Problème posé 1:
Citez le passage de l'arrêt Wallová et Walla compris entre « 2.  Les requérants, qui » et « bien-fondé de l’affaire. », ces deux bornes incluses.

Texte extrait:
++++++
AFFAIRE WALLOVÁ ET WALLA c. RÉPUBLIQUE TCHÈQUE

(Requête no 23848/04)

ARRÊT

STRASBOURG

26 octobre 2006

DÉFINITIF

26/03/2007

Cet arrêt deviendra définitif dans les conditions définies à l’article 44 § 2 de la Convention. Il peut subir des retouches de forme.


En l’affaire Wallová et Walla c. République tchèque,

La Cour européenne des Droits de l’Homme (cinquième section), siégeant en une chambre composée de :

MM.P. Lorenzen, président,
K. Jungwiert,
V. Butkevych,
MmeM. Tsatsa-Nikolovska,
M.J. Borrego Borrego,
MmeR. Jaeger,
M.M. Villiger, juges,

et de Mme C. Westerdiek, greffière de section,

Après en avoir délibéré en chambre du conseil le 2 octobre 2006,

Rend l’arrêt que voici, adopté à cette date :

PROCÉDURE

1.  A l’origine de l’affaire se trouve une requête (no 23848/04) dirigée contre la République tchèque et dont deux ressortissants de cet Etat, Mme Emílie Wallová et M. Jaroslav Walla (« les requérants »), ont saisi la Cour le 22 juin 2004 en vertu de l’article 34 de la Convention de sauvegarde des Droits de l’Homme et des Libertés fondamentales (« la Convention »).

2.  Les requérants, qui ont été admis au bénéfice de l’assistance judiciaire, sont représentés par M. F. Musil, juriste. Le gouvernement tchèque (« le Gouvernement ») est représenté par son agent, M. V.A. Schorm.

3.  Le 21 février 2005, le président de la chambre a décidé de traiter la requête par priorité (article 41 du règlement).

4.  Le 13 mai 2005, la deuxième section a décidé de communiquer la requête au Gouvernement. Se prévalant des dispositions de l’article 29 § 3, elle a décidé que seraient examinés en même temps la recevabilité et le bien-fondé de l’affaire.

5.  Le 1er avril 2006, la requête a été attribuée à la cinquième section nouvellement constituée (articles 25 § 5 et 52 § 1 du règlement).

EN FAIT

I. LES CIRCONSTANCES DE L’ESPÈCE

6.  Les requérants, époux, sont nés respectivement en 1963 et 1949 et résident à Vesce.

7.  Ils ont cinq enfants, nés en 1985, 1988, 1995, 1997 et 2000.
++++++
Données à traiter:
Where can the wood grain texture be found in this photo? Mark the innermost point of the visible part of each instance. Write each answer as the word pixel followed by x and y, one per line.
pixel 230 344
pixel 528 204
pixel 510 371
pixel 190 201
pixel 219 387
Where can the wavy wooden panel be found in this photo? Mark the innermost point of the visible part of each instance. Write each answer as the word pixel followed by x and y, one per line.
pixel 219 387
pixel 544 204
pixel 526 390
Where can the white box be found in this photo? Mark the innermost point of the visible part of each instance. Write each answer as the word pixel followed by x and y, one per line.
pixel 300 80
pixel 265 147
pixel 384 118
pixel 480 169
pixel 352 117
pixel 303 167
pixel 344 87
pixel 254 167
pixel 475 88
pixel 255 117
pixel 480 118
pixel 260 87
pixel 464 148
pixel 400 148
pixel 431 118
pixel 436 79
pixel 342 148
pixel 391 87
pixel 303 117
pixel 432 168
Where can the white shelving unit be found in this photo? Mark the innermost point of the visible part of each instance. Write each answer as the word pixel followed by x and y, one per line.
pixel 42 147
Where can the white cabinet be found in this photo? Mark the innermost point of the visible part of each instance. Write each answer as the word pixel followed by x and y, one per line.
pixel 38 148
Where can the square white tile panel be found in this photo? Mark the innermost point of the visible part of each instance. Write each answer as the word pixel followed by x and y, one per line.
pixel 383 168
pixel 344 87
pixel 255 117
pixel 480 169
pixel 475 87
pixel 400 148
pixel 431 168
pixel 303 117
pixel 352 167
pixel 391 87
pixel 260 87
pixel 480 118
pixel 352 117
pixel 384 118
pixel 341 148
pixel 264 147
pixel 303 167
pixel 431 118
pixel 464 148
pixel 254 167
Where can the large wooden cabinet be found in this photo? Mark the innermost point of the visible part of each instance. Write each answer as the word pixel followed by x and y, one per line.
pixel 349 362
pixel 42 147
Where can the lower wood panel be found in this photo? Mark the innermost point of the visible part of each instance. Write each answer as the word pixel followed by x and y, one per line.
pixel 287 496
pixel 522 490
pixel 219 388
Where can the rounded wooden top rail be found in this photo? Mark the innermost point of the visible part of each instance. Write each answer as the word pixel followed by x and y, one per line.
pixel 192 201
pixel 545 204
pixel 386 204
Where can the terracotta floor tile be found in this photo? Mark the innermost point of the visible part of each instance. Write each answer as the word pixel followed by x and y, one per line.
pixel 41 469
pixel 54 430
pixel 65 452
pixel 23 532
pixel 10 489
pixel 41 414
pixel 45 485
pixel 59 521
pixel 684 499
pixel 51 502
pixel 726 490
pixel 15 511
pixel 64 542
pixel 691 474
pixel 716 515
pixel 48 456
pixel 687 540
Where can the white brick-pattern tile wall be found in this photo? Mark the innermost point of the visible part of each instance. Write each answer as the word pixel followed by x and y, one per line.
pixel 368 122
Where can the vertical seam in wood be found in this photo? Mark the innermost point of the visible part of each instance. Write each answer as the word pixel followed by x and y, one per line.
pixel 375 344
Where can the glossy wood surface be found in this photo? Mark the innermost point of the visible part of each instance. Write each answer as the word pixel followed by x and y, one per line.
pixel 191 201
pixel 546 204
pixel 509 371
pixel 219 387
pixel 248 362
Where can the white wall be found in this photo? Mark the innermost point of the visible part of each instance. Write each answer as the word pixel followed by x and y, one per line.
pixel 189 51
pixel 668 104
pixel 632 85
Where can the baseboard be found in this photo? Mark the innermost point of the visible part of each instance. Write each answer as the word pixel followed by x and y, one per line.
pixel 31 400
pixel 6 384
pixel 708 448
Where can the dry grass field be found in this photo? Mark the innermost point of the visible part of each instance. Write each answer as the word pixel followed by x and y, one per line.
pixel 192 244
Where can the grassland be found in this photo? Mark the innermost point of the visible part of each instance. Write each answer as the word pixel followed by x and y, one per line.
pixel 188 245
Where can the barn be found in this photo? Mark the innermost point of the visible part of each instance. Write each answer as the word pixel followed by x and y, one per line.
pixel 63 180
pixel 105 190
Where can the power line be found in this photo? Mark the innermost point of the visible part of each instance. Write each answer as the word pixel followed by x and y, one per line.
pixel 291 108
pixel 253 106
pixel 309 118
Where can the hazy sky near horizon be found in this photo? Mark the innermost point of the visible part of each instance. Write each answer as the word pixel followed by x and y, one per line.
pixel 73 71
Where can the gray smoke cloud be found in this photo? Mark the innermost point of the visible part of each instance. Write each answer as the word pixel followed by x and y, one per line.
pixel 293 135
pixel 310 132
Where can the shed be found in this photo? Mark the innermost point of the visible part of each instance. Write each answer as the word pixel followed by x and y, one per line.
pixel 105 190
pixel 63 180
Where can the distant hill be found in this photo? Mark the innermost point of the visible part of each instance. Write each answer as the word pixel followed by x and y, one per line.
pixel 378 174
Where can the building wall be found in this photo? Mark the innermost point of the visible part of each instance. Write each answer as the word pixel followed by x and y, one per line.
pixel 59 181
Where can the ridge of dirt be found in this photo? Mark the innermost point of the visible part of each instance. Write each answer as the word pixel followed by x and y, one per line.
++++++
Problème posé 2:
Dans le listing, remplacez « power line » par « electrical wire » dans les lignes situées entre celle qui contient « Where can the power » et celle qui contient « pixel 73 71 », incluses. Redonnez seulement ces lignes, sans rien y changer d'autre.

Réponse 1:
2.  Les requérants, qui ont été admis au bénéfice de l’assistance judiciaire, sont représentés par M. F. Musil, juriste. Le gouvernement tchèque (« le Gouvernement ») est représenté par son agent, M. V.A. Schorm.

3.  Le 21 février 2005, le président de la chambre a décidé de traiter la requête par priorité (article 41 du règlement).

4.  Le 13 mai 2005, la deuxième section a décidé de communiquer la requête au Gouvernement. Se prévalant des dispositions de l’article 29 § 3, elle a décidé que seraient examinés en même temps la recevabilité et le bien-fondé de l’affaire.

Réponse 2:
Where can the electrical wire be found in this photo? Mark the innermost point of the visible part of each instance. Write each answer as the word pixel followed by x and y, one per line.
pixel 291 108
pixel 253 106
pixel 309 118
Where can the hazy sky near horizon be found in this photo? Mark the innermost point of the visible part of each instance. Write each answer as the word pixel followed by x and y, one per line.
pixel 73 71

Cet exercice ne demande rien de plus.